GIVEN DATA ->
=======

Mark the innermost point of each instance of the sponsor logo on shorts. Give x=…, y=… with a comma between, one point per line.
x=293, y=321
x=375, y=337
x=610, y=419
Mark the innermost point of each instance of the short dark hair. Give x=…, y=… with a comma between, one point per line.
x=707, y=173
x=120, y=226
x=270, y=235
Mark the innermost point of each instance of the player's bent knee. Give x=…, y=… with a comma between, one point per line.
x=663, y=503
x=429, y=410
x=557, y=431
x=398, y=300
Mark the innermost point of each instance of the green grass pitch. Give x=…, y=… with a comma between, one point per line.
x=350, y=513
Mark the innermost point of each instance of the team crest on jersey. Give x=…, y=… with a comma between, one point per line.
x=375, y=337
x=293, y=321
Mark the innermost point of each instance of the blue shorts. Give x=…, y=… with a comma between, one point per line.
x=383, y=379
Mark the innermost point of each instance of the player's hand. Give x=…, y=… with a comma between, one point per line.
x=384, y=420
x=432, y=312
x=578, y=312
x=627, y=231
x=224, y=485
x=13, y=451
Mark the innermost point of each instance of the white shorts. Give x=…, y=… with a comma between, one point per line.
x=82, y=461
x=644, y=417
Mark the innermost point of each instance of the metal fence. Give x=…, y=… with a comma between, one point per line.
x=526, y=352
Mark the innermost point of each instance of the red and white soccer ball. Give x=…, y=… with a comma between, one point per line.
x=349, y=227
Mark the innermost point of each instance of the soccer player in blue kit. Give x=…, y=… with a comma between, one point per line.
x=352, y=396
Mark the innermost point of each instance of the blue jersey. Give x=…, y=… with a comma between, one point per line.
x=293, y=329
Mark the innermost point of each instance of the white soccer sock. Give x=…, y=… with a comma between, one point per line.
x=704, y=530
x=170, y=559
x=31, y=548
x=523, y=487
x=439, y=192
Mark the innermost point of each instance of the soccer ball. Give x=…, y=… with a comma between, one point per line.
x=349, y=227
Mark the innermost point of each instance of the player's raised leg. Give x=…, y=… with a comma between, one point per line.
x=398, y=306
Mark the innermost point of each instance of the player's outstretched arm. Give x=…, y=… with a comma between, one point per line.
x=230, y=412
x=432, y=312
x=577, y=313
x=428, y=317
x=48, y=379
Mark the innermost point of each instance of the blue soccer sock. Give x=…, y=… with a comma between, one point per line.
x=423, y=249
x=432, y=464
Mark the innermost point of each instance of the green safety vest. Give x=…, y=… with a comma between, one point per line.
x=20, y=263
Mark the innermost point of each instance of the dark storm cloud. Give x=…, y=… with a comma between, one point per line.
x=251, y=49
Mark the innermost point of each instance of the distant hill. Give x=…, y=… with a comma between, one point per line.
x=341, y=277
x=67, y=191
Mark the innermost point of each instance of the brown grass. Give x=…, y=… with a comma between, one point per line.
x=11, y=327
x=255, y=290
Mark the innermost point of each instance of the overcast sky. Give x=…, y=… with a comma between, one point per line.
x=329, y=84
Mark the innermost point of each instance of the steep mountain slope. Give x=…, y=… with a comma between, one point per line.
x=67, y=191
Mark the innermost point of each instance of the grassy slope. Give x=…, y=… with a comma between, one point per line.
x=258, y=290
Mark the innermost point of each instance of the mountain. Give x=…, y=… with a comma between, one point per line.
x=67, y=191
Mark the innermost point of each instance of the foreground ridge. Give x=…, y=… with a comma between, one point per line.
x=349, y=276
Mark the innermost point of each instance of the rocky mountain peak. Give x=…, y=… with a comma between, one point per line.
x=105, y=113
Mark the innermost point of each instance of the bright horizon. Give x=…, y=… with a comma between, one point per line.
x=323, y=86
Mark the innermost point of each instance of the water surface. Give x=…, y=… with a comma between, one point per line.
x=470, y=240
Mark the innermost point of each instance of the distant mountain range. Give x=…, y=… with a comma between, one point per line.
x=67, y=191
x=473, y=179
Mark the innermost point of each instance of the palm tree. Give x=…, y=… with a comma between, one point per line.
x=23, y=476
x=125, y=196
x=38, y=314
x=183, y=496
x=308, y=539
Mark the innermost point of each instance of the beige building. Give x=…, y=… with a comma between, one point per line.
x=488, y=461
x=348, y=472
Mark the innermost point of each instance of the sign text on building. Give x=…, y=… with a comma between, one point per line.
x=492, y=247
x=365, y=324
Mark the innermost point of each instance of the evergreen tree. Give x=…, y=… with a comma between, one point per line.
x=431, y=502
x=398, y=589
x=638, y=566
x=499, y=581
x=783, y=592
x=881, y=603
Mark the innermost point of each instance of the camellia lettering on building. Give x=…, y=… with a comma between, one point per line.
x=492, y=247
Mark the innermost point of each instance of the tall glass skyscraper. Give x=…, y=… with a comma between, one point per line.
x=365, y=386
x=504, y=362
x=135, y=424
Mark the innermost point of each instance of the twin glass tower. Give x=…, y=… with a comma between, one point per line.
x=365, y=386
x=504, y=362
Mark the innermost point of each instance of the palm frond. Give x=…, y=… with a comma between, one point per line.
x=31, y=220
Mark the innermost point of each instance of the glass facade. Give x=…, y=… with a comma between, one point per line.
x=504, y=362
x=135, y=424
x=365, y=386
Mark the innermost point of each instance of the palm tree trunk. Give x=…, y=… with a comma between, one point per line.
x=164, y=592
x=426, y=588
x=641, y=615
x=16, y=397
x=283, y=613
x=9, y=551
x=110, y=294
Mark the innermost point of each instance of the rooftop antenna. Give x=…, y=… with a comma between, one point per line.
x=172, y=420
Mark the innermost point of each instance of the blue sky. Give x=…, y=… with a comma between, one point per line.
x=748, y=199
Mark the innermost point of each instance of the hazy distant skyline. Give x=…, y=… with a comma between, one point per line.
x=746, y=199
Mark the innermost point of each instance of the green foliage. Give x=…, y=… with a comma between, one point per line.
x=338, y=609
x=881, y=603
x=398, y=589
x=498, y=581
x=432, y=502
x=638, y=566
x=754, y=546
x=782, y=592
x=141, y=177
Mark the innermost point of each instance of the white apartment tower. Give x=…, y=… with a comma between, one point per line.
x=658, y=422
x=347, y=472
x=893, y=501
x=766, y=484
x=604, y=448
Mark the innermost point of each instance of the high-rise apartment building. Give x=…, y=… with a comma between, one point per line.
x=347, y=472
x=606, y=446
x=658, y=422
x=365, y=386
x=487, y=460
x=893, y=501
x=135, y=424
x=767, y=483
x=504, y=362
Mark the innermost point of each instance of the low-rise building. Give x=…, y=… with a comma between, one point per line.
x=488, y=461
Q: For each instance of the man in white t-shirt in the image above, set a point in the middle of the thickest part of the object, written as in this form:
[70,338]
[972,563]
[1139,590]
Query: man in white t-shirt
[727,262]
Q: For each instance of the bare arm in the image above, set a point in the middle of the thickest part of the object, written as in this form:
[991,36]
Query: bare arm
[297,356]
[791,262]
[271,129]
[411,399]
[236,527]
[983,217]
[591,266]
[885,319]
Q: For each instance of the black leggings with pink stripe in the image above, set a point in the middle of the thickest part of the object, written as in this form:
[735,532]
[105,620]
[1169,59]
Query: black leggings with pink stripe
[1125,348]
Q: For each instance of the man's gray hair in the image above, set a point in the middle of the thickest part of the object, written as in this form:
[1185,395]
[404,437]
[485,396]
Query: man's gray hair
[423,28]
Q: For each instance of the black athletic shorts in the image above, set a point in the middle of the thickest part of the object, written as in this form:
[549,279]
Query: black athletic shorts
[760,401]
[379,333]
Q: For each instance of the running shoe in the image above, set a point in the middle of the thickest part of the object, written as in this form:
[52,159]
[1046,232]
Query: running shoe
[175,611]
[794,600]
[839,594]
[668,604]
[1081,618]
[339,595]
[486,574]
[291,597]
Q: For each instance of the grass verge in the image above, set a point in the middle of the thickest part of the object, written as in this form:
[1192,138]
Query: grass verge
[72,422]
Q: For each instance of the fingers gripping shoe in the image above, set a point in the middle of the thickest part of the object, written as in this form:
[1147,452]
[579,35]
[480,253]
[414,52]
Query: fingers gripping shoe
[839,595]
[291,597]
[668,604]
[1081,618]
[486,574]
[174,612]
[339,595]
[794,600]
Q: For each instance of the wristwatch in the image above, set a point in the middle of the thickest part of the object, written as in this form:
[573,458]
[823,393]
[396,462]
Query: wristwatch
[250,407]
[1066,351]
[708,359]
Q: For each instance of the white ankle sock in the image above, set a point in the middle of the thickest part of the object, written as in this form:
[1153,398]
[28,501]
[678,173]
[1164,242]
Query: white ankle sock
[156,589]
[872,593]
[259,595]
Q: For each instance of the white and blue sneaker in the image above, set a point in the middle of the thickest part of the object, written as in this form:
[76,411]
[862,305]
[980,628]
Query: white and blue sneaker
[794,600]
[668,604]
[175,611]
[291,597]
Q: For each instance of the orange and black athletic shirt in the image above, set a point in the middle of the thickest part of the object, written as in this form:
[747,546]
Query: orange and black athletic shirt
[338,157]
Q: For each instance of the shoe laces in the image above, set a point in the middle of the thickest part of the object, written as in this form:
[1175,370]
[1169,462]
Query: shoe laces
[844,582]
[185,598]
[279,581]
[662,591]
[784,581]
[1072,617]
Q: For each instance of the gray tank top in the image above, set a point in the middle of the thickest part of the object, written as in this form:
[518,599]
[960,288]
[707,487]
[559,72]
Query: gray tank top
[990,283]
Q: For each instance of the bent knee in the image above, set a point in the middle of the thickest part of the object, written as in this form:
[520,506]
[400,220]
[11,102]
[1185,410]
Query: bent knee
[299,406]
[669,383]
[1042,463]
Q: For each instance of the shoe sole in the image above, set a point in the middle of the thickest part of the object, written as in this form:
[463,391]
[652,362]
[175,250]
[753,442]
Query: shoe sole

=======

TASK ITEM -> Gather each line from the entries above that includes the word "sole".

SOLUTION TO THIS PROBLEM ->
Q: For each instance of the shoe sole in the image above, set a point in the middle of the thickest part of the object, written as in this form:
Query: shoe sole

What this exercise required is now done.